16 of 16 people found the following review helpful:
5.0 out of 5 stars What is a perfumed scorpion?, June 18, 2002
By 
Roger L. Schultz "Seeker" (Loveland, CO United States) - See all my reviews
(REAL NAME)   
This review is from: A Perfumed Scorpion: A Way to the Way (Paperback)
While this book makes abundant use of materials by Sufis of the past, it also contains many illustrations from contemporary Western sources. In fact, it introduced me, as if for the first time, to the very Western milieu within which I had lived all along but had not "seen."

Do not be fooled by the copywrite date. This book cannot be pinned down that way.

For those who want classic Sufi, technical formulas, here they are: Ghazzali's Ten Duties; The Eleven Rules of the Naqshbandiyya; and The Five Subtleties (Lataif-i-Khamsa).

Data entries
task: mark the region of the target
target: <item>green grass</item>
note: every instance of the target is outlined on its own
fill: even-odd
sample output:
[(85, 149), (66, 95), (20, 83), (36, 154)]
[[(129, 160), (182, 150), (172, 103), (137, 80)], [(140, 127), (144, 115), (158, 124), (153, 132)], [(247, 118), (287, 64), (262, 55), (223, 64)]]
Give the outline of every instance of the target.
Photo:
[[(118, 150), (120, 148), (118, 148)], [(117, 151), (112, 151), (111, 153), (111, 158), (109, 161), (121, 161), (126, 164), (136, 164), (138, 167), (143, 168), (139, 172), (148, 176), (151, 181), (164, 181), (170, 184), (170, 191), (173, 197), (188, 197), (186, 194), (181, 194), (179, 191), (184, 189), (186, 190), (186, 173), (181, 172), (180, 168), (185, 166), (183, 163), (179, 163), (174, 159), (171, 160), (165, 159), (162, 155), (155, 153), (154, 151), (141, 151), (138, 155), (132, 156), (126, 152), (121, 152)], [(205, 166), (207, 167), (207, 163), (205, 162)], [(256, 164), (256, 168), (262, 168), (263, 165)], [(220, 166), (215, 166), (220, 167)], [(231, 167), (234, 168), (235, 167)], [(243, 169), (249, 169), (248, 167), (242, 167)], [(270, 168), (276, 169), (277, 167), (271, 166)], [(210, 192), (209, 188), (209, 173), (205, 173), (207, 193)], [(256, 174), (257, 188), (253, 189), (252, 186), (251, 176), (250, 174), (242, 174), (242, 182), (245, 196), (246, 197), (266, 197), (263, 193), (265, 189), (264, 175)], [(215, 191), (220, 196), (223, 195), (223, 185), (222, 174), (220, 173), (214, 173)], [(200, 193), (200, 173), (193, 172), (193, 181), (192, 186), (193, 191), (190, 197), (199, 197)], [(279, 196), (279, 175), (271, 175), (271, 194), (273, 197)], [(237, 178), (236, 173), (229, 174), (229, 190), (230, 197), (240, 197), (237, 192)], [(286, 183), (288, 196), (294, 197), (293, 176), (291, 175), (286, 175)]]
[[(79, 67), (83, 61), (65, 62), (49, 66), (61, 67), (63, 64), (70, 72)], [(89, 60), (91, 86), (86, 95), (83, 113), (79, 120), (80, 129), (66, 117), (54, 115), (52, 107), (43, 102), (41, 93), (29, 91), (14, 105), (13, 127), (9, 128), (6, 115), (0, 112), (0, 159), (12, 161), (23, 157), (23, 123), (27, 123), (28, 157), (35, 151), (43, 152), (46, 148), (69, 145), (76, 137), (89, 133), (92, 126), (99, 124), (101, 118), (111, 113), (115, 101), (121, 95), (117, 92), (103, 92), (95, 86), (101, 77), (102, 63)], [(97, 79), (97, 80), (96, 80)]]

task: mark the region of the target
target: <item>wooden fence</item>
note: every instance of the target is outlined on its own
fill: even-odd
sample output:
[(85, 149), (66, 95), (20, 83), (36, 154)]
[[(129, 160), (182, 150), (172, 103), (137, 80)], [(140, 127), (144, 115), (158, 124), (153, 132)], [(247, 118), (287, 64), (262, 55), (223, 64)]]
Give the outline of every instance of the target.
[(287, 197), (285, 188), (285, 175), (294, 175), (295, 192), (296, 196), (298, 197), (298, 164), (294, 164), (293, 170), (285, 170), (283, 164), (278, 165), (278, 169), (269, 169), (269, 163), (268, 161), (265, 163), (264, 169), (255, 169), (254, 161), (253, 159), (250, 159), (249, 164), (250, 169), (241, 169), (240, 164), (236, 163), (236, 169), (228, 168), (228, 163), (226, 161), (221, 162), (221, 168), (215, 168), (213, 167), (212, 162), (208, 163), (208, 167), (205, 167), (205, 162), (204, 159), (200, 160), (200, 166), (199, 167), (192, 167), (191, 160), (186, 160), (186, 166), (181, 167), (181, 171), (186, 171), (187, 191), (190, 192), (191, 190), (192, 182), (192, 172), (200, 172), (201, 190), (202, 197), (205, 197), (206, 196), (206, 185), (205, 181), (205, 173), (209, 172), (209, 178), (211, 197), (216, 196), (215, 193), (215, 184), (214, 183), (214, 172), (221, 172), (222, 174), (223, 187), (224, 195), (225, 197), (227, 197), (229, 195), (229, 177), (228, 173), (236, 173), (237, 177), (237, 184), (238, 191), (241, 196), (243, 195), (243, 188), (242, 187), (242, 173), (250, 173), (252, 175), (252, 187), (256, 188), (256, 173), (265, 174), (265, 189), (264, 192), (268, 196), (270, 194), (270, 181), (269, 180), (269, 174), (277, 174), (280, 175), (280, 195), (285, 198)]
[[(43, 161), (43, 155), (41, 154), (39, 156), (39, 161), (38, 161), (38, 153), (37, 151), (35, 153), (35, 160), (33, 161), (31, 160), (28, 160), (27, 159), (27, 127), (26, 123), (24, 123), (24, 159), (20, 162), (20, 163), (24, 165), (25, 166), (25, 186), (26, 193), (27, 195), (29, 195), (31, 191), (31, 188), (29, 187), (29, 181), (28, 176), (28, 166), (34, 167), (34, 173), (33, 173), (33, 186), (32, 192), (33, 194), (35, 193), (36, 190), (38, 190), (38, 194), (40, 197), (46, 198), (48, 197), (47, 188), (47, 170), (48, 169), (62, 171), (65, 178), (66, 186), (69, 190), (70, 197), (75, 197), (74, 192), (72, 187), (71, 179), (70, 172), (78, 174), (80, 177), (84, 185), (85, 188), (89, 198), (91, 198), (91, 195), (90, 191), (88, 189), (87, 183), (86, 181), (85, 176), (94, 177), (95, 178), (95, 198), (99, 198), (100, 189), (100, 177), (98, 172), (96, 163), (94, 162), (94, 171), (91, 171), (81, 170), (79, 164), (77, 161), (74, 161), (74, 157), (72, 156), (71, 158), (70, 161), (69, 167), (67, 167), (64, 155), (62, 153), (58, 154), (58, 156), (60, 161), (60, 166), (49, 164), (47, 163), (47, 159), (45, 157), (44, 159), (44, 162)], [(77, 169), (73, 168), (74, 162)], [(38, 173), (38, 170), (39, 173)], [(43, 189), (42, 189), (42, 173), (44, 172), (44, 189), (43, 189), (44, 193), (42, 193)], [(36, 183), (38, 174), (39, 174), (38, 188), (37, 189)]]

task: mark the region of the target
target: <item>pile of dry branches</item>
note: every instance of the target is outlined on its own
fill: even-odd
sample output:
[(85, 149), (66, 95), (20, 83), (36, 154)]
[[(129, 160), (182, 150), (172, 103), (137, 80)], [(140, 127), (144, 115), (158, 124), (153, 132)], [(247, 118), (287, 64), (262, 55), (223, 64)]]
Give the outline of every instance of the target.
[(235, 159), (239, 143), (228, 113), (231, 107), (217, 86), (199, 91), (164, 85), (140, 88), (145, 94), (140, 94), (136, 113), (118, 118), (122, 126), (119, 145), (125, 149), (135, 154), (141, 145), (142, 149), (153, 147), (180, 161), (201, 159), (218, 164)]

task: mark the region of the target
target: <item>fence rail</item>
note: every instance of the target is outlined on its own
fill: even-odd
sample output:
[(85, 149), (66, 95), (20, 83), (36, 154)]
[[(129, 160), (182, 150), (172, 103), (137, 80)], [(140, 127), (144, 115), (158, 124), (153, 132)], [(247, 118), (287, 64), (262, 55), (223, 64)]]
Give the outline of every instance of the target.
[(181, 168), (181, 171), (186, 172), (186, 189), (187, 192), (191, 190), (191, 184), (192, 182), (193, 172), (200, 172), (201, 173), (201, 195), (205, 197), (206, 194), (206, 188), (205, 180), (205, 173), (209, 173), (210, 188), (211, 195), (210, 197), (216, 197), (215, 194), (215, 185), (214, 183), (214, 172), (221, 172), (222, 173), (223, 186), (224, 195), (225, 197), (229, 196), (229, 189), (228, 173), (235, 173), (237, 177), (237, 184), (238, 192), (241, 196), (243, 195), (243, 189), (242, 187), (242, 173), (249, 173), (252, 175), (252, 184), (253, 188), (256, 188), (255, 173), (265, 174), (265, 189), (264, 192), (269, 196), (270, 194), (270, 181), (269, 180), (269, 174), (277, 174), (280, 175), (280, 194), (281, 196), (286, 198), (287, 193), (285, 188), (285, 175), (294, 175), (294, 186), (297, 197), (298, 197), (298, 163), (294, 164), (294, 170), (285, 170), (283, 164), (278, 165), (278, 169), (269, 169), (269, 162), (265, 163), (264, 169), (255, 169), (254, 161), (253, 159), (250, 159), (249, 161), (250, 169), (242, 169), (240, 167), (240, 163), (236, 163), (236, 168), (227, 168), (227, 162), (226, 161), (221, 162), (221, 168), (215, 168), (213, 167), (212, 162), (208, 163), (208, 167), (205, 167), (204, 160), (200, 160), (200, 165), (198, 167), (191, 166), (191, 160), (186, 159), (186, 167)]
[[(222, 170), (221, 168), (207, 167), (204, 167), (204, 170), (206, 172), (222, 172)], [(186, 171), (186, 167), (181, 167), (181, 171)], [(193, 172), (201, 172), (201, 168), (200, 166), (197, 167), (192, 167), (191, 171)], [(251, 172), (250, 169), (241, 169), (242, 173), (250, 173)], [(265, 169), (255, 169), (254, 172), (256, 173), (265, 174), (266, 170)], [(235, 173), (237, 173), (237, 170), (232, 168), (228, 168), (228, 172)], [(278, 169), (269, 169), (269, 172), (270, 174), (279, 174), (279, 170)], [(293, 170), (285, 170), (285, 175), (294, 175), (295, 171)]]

- Set tasks -
**a.** Answer these questions about the book review, each on its own line:
(i) What star rating does the review give?
(ii) In what format was the reviewed book?
(iii) How many rules of the Naqshbandiyya does the review list?
**b.** Continue the review of A Perfumed Scorpion from its last sentence onward.
The records play no part in what follows and can be set aside.

- Answers by task -
**a.**
(i) 5.0 out of 5 stars
(ii) Paperback
(iii) Eleven

**b.**
I began by assuming that I was reading a conventional exposition, but somewhere in the middle of the chapter, I began to experience the sensation of bewilderment. I paged back to find my way out only to get further lost. It seemed that a line of reasoning began, but the author took no tangents. The line didn't take unexpected turns. It disappeared altogether. The grammar was odd; not really wrong, but peculiar. Words had the right denotations but reversed conotations. Just when I was about to give up in despair, Shah let the cat out of the bag and admitted what he had been doing. "It will not have escaped your notice," I read, "that I have been moving from one illustration to another without necessarily linking the two; that we have alternated arguments with tales and imagery; that stress has been placed on allegory and imagery within a sequential narrative which is not, however, expressed in historical, personality or logical terms for very long."

This brand of Sufism may or may not be associated with religion. Often Shah expresses it in totally secular terms. I find it illuninating scientific conundrums, anthropological questions--even business decisions!

This book may be less than 200 pages long, but budget more time for it than you would expect. I found I must study it as one might study a thing, not as one would read about a thing. "This involves," he says, "a method which is not entirely uninteresting and is certainly selective of materials." Can you tell me what that means?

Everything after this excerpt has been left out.